■ Directions for this task
Nothing other than the lines from the one containing "target | damaged suv" through the close of the entries below should be printed, each exactly.

■ Dataset content
# # #
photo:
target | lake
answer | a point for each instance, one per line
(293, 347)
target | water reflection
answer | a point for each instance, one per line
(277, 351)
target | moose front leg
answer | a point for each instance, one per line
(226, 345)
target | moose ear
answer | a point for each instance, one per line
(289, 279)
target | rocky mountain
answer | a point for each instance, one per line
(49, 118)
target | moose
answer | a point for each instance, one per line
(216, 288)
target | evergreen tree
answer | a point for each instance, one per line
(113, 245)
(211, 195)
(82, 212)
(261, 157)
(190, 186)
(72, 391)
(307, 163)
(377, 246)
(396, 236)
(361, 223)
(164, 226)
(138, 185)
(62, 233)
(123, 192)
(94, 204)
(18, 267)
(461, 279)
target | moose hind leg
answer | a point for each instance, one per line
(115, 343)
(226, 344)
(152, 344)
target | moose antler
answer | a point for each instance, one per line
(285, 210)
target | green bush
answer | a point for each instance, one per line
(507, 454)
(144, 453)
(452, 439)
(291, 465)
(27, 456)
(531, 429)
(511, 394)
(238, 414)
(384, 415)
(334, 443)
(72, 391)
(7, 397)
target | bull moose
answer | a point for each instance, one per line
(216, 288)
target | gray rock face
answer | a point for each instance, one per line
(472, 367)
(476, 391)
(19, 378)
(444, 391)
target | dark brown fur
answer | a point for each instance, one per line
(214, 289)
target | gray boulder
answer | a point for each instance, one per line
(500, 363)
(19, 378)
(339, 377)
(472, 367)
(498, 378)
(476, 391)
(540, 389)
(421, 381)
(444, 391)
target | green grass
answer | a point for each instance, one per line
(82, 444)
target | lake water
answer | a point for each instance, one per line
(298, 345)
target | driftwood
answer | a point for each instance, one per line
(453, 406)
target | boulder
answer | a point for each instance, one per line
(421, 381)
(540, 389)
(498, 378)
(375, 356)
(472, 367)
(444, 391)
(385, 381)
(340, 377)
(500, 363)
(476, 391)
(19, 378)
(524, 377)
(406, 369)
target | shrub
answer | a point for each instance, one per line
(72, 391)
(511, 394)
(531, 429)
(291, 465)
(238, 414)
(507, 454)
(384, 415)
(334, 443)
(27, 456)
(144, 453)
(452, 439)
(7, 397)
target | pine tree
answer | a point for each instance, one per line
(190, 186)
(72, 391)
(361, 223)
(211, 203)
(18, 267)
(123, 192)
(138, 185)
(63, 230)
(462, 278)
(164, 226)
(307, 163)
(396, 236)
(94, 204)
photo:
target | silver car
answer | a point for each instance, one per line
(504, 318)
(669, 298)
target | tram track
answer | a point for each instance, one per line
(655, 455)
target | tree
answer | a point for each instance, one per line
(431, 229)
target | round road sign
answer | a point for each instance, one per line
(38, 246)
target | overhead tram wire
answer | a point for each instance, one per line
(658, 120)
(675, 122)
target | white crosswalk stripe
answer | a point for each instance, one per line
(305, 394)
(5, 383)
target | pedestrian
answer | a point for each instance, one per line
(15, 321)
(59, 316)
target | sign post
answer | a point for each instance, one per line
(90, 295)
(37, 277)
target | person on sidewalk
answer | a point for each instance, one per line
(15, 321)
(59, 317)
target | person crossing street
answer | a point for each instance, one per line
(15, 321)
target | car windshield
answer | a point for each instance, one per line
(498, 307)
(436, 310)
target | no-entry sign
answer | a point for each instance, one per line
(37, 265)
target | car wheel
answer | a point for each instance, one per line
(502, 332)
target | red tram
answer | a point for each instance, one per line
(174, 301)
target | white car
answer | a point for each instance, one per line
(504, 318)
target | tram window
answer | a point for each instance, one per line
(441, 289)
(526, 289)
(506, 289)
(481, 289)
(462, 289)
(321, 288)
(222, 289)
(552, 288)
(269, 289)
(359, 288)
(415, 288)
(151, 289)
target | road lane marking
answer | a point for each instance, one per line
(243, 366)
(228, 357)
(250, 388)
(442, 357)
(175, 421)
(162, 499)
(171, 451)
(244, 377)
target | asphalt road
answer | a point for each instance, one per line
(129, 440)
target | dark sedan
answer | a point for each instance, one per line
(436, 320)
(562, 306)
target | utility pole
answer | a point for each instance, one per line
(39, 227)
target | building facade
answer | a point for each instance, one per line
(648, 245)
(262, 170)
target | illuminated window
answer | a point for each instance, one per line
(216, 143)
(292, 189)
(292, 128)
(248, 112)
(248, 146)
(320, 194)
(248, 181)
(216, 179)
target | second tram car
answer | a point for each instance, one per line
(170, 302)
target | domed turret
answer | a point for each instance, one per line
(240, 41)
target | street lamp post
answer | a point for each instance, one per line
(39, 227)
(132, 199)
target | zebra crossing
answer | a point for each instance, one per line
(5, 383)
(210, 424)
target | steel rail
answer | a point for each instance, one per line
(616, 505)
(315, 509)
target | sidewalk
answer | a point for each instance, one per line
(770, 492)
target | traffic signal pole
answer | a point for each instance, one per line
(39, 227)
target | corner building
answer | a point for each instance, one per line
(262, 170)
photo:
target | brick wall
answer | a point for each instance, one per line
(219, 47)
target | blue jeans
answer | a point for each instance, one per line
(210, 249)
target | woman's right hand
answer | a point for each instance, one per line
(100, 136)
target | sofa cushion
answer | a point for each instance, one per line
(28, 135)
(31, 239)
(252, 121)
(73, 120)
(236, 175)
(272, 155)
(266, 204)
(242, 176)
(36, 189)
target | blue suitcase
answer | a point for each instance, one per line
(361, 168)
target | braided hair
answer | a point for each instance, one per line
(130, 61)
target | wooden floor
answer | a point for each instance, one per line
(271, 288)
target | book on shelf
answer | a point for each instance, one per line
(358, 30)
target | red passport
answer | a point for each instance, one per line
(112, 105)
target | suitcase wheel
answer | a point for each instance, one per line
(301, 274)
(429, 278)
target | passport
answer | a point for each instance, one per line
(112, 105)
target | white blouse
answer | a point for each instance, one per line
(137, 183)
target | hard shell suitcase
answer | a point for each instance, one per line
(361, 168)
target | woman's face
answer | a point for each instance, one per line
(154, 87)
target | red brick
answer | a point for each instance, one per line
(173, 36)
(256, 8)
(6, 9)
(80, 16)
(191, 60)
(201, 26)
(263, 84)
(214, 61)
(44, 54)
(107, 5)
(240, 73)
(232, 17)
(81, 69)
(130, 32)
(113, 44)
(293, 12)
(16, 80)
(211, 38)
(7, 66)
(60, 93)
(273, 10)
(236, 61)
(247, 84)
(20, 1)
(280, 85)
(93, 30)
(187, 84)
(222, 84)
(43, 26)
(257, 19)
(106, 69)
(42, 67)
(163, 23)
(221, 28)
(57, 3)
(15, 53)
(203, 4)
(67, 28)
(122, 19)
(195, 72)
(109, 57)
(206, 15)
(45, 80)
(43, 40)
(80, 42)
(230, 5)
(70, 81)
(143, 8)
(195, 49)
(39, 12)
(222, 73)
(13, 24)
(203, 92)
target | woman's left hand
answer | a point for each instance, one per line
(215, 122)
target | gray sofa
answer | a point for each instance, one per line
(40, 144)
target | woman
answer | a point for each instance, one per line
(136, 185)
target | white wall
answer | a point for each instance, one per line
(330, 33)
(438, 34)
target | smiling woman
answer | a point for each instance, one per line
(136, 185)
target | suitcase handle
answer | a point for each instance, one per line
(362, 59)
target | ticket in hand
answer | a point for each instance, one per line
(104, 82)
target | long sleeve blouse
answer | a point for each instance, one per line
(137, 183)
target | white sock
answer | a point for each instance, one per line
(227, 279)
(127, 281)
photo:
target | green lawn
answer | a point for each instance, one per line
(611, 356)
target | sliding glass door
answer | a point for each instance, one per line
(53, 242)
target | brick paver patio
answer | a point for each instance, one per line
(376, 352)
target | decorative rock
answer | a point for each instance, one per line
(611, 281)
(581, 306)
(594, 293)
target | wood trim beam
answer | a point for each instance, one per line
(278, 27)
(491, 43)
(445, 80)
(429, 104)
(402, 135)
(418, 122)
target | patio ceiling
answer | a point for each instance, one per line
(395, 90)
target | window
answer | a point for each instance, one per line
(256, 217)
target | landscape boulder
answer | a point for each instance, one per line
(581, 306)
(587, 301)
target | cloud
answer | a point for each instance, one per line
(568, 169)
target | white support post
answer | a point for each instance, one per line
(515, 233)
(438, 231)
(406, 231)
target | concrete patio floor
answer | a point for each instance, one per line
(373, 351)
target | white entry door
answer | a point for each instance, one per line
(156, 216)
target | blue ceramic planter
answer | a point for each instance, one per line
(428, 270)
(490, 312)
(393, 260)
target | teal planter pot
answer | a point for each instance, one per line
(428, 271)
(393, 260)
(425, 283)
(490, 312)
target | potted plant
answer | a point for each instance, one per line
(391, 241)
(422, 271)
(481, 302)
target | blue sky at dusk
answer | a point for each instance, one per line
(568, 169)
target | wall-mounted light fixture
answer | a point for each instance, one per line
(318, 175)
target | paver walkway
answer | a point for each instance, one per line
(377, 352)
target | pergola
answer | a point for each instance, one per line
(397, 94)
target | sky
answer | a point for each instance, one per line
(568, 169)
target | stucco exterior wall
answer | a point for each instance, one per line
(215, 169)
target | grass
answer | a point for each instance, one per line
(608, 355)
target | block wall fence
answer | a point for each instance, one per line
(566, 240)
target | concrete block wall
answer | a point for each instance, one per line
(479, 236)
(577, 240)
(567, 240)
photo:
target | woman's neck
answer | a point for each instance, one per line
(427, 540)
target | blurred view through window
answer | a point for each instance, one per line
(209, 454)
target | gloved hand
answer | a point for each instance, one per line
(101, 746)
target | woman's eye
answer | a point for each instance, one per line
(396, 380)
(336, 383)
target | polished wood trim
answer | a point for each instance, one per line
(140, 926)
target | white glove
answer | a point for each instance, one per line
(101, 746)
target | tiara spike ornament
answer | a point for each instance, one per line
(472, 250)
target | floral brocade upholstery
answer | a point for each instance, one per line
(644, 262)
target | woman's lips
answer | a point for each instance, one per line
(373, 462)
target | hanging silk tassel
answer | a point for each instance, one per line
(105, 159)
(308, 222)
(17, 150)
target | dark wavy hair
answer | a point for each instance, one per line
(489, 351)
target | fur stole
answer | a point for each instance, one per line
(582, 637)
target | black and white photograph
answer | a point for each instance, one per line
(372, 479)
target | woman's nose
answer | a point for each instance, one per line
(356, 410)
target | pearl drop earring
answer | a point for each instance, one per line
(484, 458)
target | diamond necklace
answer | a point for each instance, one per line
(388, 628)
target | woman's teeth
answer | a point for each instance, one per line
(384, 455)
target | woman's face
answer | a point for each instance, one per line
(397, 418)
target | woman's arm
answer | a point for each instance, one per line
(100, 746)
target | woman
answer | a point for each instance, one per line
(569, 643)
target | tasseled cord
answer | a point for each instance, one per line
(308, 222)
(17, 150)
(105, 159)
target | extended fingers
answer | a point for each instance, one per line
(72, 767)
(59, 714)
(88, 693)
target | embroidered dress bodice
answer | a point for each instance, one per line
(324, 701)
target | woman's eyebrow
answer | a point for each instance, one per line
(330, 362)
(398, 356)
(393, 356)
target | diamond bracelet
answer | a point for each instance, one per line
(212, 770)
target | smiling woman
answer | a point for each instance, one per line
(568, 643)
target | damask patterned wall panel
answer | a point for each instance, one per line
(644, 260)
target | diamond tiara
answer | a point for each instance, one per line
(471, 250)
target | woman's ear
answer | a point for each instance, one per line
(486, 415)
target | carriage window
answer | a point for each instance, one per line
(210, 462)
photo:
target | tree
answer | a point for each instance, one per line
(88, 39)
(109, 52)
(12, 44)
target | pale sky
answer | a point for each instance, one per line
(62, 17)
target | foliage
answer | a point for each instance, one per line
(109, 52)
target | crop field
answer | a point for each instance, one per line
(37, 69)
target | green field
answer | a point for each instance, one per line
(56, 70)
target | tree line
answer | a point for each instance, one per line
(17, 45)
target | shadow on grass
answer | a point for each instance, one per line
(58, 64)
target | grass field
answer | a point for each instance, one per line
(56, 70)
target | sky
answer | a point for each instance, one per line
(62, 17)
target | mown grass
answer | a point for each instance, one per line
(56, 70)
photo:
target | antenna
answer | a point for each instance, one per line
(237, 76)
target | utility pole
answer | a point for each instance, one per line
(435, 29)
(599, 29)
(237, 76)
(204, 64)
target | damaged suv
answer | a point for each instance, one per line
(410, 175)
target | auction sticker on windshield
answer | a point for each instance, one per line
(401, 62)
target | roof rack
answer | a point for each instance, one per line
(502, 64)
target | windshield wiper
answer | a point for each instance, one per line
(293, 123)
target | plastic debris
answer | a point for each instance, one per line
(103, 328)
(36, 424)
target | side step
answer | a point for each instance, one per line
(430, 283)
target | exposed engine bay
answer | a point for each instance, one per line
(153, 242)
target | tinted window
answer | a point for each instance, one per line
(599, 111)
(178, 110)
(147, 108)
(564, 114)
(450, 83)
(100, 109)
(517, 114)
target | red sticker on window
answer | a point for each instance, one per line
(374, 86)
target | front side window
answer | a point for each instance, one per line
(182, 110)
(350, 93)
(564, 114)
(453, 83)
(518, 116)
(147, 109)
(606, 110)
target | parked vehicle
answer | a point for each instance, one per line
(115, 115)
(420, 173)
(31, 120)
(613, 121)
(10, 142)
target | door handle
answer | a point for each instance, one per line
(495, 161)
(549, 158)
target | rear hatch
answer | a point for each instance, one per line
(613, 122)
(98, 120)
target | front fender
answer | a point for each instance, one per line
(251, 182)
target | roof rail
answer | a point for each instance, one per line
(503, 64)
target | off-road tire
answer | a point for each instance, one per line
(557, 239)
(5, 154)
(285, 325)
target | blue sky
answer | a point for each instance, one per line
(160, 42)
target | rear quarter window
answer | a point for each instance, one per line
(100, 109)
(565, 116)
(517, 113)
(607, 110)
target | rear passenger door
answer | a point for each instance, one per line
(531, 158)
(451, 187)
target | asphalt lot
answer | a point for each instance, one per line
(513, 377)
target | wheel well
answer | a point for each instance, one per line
# # #
■ Result of the task
target | damaged suv
answer | a point for each instance, one per line
(410, 175)
target | auction sticker on windshield
answer | a point for each instance, one per line
(401, 62)
target | roof rack
answer | a point for each instance, one per line
(502, 64)
target | windshield wiper
answer | a point for each instance, one per line
(293, 123)
target | plastic debris
answer | a point for each instance, one per line
(103, 328)
(36, 424)
target | side step
answer | a point for each instance, one per line
(430, 283)
target | exposed engine bay
answer | a point for each instance, one per line
(153, 242)
target | tinted window
answer | a point for each instance, one per line
(599, 111)
(178, 110)
(147, 108)
(564, 114)
(450, 83)
(100, 109)
(517, 114)
target | red sticker on window
answer | a point for each instance, one per line
(374, 86)
target | front side window
answer | a point for each instance, one per line
(182, 110)
(350, 93)
(564, 114)
(453, 83)
(518, 116)
(147, 109)
(606, 110)
target | parked vehicle
answer | a point for each instance, one per line
(115, 115)
(420, 173)
(31, 120)
(613, 121)
(10, 142)
target | door handle
answer | a point for each instance, one per line
(495, 161)
(549, 158)
target | rear hatch
answer | a point for each instance, one per line
(613, 122)
(98, 120)
target | front fender
answer | a point for each instance, one per line
(251, 182)
target | roof rail
answer | a point for each instance, one per line
(503, 64)
target | off-road tire
answer | a point for each instance, one per line
(557, 239)
(5, 154)
(285, 325)
target | blue sky
answer | a point for each instance, one per line
(160, 42)
target | rear quarter window
answer | a point for each instance, one per line
(100, 109)
(565, 116)
(517, 113)
(607, 110)
target | rear passenger door
answer | a point for each instance, one per line
(531, 158)
(451, 187)
target | asphalt lot
answer | a point for each instance, one per line
(513, 377)
target | wheel well
answer | a point for each instance, one per line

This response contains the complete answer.